● GOAL
Copy out all of the rows below word for word, leaving out the pictures.

◇ ◇ ◇ ◇ ◇ ◇ ◇

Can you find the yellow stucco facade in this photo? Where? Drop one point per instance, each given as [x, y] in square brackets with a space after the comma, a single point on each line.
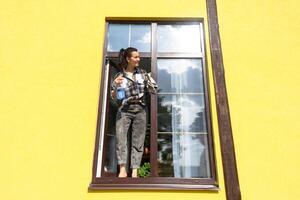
[50, 72]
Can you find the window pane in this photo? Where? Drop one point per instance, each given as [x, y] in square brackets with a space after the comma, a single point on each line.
[140, 37]
[180, 75]
[125, 35]
[183, 155]
[179, 38]
[181, 113]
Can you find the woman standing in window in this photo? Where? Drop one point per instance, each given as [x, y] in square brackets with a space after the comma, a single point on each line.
[129, 87]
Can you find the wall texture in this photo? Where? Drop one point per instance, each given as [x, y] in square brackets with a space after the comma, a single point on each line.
[261, 52]
[50, 70]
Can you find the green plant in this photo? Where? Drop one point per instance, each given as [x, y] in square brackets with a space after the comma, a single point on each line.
[144, 170]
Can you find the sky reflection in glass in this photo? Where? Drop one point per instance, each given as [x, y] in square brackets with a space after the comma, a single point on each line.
[126, 35]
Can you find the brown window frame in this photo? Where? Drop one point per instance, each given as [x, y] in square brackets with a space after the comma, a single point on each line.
[154, 182]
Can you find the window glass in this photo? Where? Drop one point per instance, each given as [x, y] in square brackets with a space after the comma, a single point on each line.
[183, 155]
[178, 38]
[182, 131]
[180, 75]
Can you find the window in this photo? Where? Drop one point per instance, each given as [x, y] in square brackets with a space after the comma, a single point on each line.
[179, 133]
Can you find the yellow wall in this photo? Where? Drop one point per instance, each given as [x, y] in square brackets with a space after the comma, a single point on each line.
[261, 46]
[50, 67]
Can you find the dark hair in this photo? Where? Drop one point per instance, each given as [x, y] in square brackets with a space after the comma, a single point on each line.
[123, 54]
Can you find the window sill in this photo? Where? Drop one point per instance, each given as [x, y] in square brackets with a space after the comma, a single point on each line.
[151, 184]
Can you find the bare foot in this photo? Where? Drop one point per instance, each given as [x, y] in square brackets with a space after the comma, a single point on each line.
[134, 173]
[123, 172]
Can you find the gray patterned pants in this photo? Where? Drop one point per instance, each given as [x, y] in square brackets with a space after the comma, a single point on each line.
[135, 115]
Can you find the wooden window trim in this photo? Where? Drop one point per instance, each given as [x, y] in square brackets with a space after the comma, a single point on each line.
[225, 131]
[143, 183]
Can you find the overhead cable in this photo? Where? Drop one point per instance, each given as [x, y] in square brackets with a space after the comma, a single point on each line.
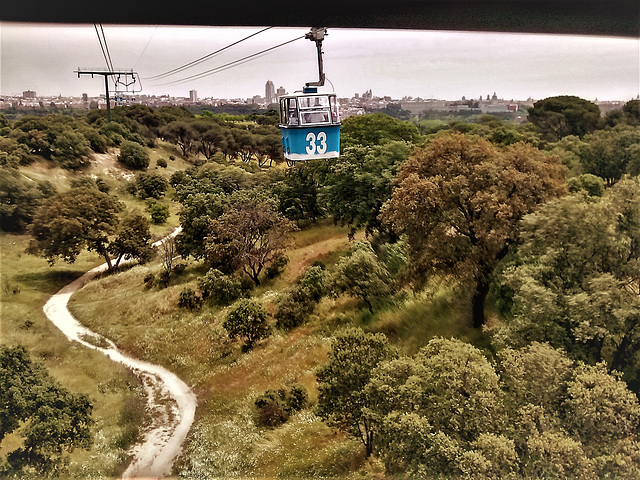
[202, 59]
[226, 66]
[104, 48]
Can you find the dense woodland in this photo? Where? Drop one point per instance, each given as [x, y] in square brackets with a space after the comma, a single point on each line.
[526, 236]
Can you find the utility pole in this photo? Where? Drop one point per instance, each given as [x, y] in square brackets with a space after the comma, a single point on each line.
[106, 74]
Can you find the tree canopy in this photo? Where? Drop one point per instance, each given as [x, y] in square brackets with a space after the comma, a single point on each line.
[54, 421]
[458, 201]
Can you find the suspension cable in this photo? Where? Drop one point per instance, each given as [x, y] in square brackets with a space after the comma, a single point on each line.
[107, 58]
[202, 59]
[226, 66]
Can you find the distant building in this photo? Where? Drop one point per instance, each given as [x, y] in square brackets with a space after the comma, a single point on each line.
[270, 92]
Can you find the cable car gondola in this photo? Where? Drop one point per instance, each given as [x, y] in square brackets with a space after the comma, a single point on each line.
[310, 121]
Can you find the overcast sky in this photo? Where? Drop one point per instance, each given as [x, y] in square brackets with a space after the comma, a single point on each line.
[427, 64]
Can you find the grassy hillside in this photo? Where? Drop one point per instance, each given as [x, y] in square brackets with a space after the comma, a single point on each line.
[226, 440]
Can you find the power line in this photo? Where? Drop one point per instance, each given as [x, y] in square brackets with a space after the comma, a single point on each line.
[226, 66]
[104, 48]
[202, 59]
[145, 47]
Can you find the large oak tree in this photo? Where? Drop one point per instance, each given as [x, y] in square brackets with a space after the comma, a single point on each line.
[458, 201]
[87, 219]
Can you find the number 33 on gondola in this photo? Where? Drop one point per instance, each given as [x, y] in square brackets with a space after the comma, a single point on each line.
[310, 125]
[310, 121]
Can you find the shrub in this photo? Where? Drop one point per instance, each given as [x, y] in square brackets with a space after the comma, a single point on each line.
[276, 267]
[150, 185]
[292, 309]
[247, 320]
[225, 289]
[295, 306]
[149, 280]
[133, 155]
[275, 407]
[189, 299]
[271, 408]
[159, 213]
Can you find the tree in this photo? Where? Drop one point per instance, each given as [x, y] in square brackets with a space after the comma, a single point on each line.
[247, 320]
[432, 407]
[132, 240]
[358, 183]
[296, 305]
[342, 401]
[557, 117]
[458, 201]
[297, 191]
[150, 185]
[361, 274]
[611, 153]
[574, 279]
[73, 220]
[181, 132]
[248, 236]
[54, 421]
[19, 199]
[133, 155]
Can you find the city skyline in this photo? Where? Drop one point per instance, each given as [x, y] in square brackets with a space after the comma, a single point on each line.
[427, 64]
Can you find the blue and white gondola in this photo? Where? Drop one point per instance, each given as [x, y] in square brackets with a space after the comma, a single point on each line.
[310, 125]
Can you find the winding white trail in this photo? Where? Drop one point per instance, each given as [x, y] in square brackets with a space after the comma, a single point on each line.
[171, 401]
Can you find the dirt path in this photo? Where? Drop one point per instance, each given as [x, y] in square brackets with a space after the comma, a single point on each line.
[170, 400]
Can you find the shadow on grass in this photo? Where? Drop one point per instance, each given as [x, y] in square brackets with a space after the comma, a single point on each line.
[48, 281]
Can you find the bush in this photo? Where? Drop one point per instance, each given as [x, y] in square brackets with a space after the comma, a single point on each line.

◇ ◇ ◇ ◇ ◇ ◇ ◇

● ANSWER TO THIS TASK
Can you find the yellow stucco facade in this photo? Where? Drop one point per instance, each given as [x, y] in square brackets with a space after the comma, a single point on each line.
[50, 72]
Can you find the window pane in this photo? Where? Drop one point per instance, each given as [x, y] in square brackets with a space after the comma, a single point on each line.
[140, 37]
[180, 75]
[125, 35]
[183, 155]
[179, 38]
[181, 113]
Can you find the woman standing in window in this photo? Where? Drop one point per instance, each given as [x, y] in square brackets with a space after the comma, a single point on each line.
[129, 87]
Can you find the wall texture in this photo? Where? Drop one point per instance, each given as [x, y] in square brackets with a space after the comma, a single point on each line.
[261, 52]
[50, 70]
Can you find the green plant in this photo? Where? Drop one point per instance, each given as [x, y] in square brackets with a space after the comma, a single point on each line.
[144, 170]
Can you find the sky reflection in glass in this photo? Where? Drop one point per instance, each given as [x, y] in square brackets with a space after the comma, a single point on each line.
[126, 35]
Can you find the brown window frame in this photo? Where? Drop one point per instance, each given as [x, y] in square brackets with a space after the comma, a single point on each line.
[154, 182]
Can you find the window glass in this photo? Where? Drop one point per instance, each given as [x, y] in square brackets with a space after the comma, a single point on each line.
[183, 155]
[178, 38]
[182, 131]
[180, 75]
Can you find the window in this photo? Where? Drop one point per instance, each given as [x, y] in square brackets with a space after the comma, a single point on each line.
[179, 133]
Can you find the yellow wall in this photo? Where? Drop one point per instance, each given as [x, y] in square brackets with a space after the comma, a single point on each line.
[261, 46]
[50, 67]
Can you find the dark hair in this photo? Where? Drop one point per instance, each given as [x, y] in square brackets with a space after the comma, a single point on each line.
[123, 54]
Can you find the window sill in this photo? Where? Drop one point per instance, each given as [x, y] in square brackets with a space after the comma, a single point on each line.
[151, 184]
Can you find the bare foot in this photo? Where? Drop one point per instance, each given as [x, y] in square brackets with a space after the comma, a single point on each line.
[134, 173]
[123, 172]
Can you find the gray patterned pants in this photo? Where? Drop one point per instance, each given as [x, y] in square brackets with a space after the comma, a single point on each line.
[135, 115]
Can you find the wooden window trim in this photo? Where? Drop one point per instance, each given as [x, y] in square brackets with a space after the comma, a single point on each line.
[225, 131]
[143, 183]
Can you find the overhead cable in this photo? Where? Drop one point per instance, each given as [x, y] in square brackets with a space after the comma, a single point on each line.
[202, 59]
[226, 66]
[104, 48]
Can you find the dense woodland in this photo? Where? Drop one point per instance, each given as [x, y] in square brackets with a space after the comma, a single point on each line.
[526, 236]
Can you find the utility pole in this photo? Where? Drop one point per instance, each given as [x, y] in square brackets with a space after the comma, a single point on each line.
[106, 74]
Can you find the tree canopy in this photo? Where? Drop one point per instance, each given as [x, y] in square brackets with a space after the comma, a single point on each line.
[54, 421]
[458, 201]
Can you find the suspension cable in this photo? Where? Drop one point per instance, each given as [x, y] in square brackets with a space after the comma, a single point on each line.
[107, 58]
[202, 59]
[226, 66]
Can you find the distant building in this photo? Where? Drop one point per instance, each given as [x, y] in square brackets with a space after the comma, a single point on each line.
[270, 92]
Can you find the cable car gondola in this photo? Where? Drop one point per instance, each given as [x, y] in square brackets with a space after the comma, a single point on each line.
[310, 121]
Can you find the overcast sky in this photo? Where? Drop one point per instance, each given as [x, y] in square brackets with a space after the comma, a single point on each line.
[427, 64]
Can you find the grassy hillside in this photo? Where? Drop one point per instance, each given as [x, y] in square brackets with a space after the comma, a single point on each line.
[226, 440]
Can you find the power line in this photo? Where? Drop one point per instance, each given as [x, y] in square brackets with a space after the comma, a single point on each line.
[226, 66]
[104, 48]
[202, 59]
[145, 47]
Can you find the large oak tree in this photo? Where? Drop one point per instance, each given as [x, y] in square brackets with a space after the comma, a single point on each line.
[458, 201]
[87, 219]
Can you find the number 33 on gondola in this photo? Where? Drop one point per instance, each given as [x, y] in square brackets with a space after the comma, a single point on each line.
[310, 125]
[310, 121]
Can you find the shrub in this photo? Where? Drop one point per instance, each given as [x, y] in square brackets with a space after the comma, a single point on each line.
[276, 267]
[150, 185]
[292, 309]
[247, 320]
[225, 289]
[295, 306]
[149, 280]
[133, 155]
[275, 407]
[189, 299]
[271, 408]
[159, 213]
Can you find the tree in this photo? Where? Drop one point per instance, each given as [x, y] in square brackets with a space after the comma, a single point on each line.
[247, 320]
[432, 407]
[132, 240]
[358, 183]
[296, 305]
[342, 401]
[557, 117]
[458, 201]
[297, 191]
[150, 185]
[361, 274]
[611, 153]
[574, 279]
[73, 220]
[181, 132]
[248, 236]
[54, 421]
[19, 199]
[133, 155]
Can you find the city skyline in this photo? Where? Drop one point per instance, each given as [x, y] in square brackets with a space after the comma, a single point on each line.
[427, 64]
Can you find the blue and white gondola in this photo? Where? Drop one point per instance, each given as [x, y] in square brackets with a space after the comma, a single point on each line.
[310, 125]
Can you find the winding white trail in this photo? Where? Drop one point per instance, each given as [x, y] in square brackets with a space after the comma, a single point on each line.
[171, 401]
Can you find the dirt path in this photo? Where? Drop one point per instance, each given as [x, y] in square brackets with a space after the comma, a single point on each line.
[170, 400]
Can you find the shadow on grass in this photo? Where? Drop one point per instance, each given as [x, y] in square brackets with a space after the comma, a single point on each line.
[48, 281]
Can you find the bush in this photo? Where? Drop one point per instance, each given as [x, y] in square brackets with a space after the comma, a single point on each line.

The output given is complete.